Watershed Rights Conference – FAQ’s

Watershed Rights Conference – FAQ’s

So…why is there no date or location set yet?

Put simply, because we don’t have enough data yet to determine either of those variables. One of the main goals of the conference is to have a broad impact–to spread the word about the rights of nature movement and why a rights-based approach is so critical to as many folks as possible. So with a humble nod to the Lean Startup approach, we’re launching the conference with a Minimum Viable Product (MVP)–a webpage, a film, a rough agenda, and a commitment to make it happen. The hope is that the MVP generates enough interest and email signups that we can then gather data about where we’re drawing from the most, when would be the best time to host the conference, and what new rights of nature project(s) we might kick-off as a result.

OK, you want to have an impact–what kind of impact?

Good question. The other reason we’re gathering data about location is that in the experience of the Community Environmental Legal Defense Fund (CELDF), the organization that will be leading the main training session, the most effective way to build momentuum is for a particular group of people in a particular location to be working to protect a particular area or prevent a specific form of pollution. Our hope is to spark at least one new local movement coming out of the conference, likely in the place where the event is ultimately hosted. Sure posts on social media are important, but our goal is to channel the excitement coming out of the conference into actual, local organizing that leads to the passage of a Rights of Nature law in a new town or county.

Who is your target audience?

While some conferences are for practitioners already in the know about a given topic, this gathering is meant not only for those folks but perhaps more importantly for people who aren’t involved in the rights of nature movement but who want to learn more. It’s really for anyone who cares about the natural world and is frustrated by the fact that the environment is in worse shape now than it was 40 years ago when the landmark federal legislation was passed.

:: INFORMATION SHOWN ::
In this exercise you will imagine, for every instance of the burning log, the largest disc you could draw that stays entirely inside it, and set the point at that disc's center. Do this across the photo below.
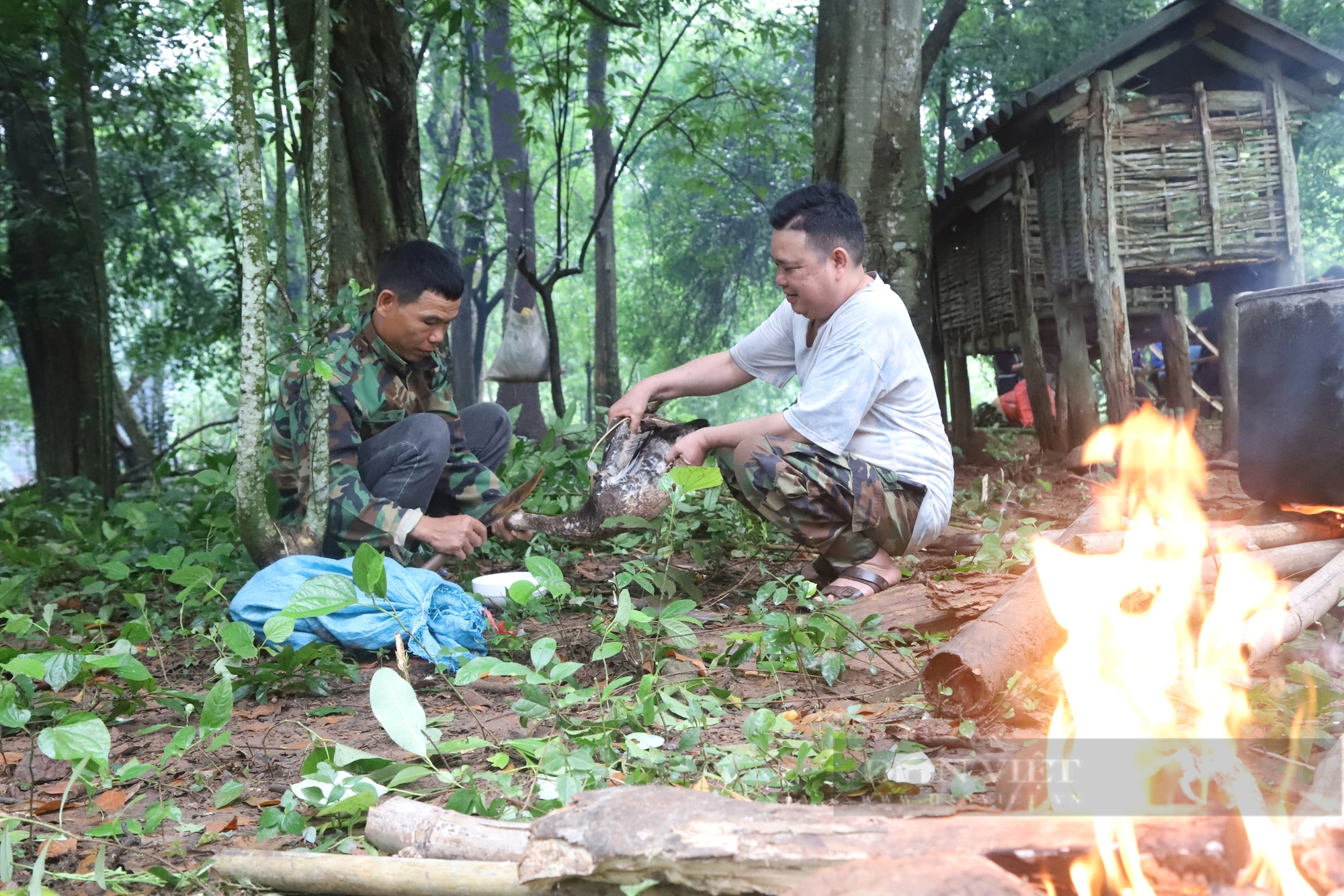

:: TASK A ::
Using the Watershed Rights Conference FAQ, answer these:
(i) What four things make up the conference's Minimum Viable Product?
(ii) Which organization will lead the main training session?
(iii) How many years ago, according to the FAQ, was the landmark federal legislation passed?
:: TASK B ::
Render this sentence from the Watershed Rights Conference FAQ in Spanish: "Our hope is to spark at least one new local movement coming out of the conference, likely in the place where the event is ultimately hosted."
:: TASK C ::
Write the next part of the Watershed Rights Conference FAQ, picking up after its final sentence.

:: RESULT A ::
(i) A webpage, a film, a rough agenda, and a commitment to make it happen.
(ii) The Community Environmental Legal Defense Fund (CELDF).
(iii) 40 years ago.

:: RESULT B ::
Nuestra esperanza es impulsar al menos un nuevo movimiento local que surja de la conferencia, probablemente en el lugar donde finalmente se celebre el evento.

:: RESULT C ::
Isn’t advocating legal rights for nonhuman entities a bridge too far? Aren’t we better off working existing channels to protect the environment?

Yeah, I was waiting for that question. There are probably a bajillion different ways of answering that objection, but for purposes of an FAQ let’s distill them into three different kinds answers: an emotional one; a philosophical one; and a technical (legal) one.

The emotional argument says that advocating for better environmental regulations–or better enforcement of the ones we already have–is akin to the early opponents of the abolitionist movement who argued that the better way to improve treatment of slaves wasn’t to abolish slavery but rather to enact better laws to protect slaves from excessively cruel treatment. Whether we want to admit it or not, we have enslaved the natural world to our current system of economics, justifying and legalizing the endless extraction of resources in the name of progress and production. From such a position of subjugation, the environment will never stand a chance against the forces behind our systems of politics and economics. So as long as we continue to allow the environment to be enslaved in this manner, we’re just polishing the brass on the Titanic. Environmental laws will remain mere window dressing that do little more than keep environmentalists busy pushing paper and canvassing for signatures. Indeed, as one commentator has ruefully acknowledged, “The only thing environmental laws regulate are environmentalists.”

The philosophical argument goes like this: the very asking of the question proves that granting rights to nature is absolutely necessary because the question itself belies the fact that we operate from a mindset of colonization. Our system of government, and the English Common Law on which it is based, evolved over centuries in such a way as to facilitate the production and concentration of economic wealth. More to the point, our system of laws developed to support the extraction of resources from the colony and send those resources back to the Mother Country. Actions that subjugated the local economy of the colonized region and elevated the economy of the colonizing country were legalized; anything that worked against the interests of the colonizing country was criminalized. Fast forward to 21st Century America, and it’s no wonder that environmentalists protesting some sort of resource extraction or ecosystem destruction are labeled criminals and charged with trespass (or worse). Accordingly, the only way to upend this system in which we have permanently colonized the natural world is to give Nature the rights of a citizen–to render Mother Earth ineligible to be exploited in this way. And the fact that we continue insisting that doing so isn’t necessary only reinforces the notion that this mindset of colonization is so firmly entrenched in our Western psyche that we don’t even see it.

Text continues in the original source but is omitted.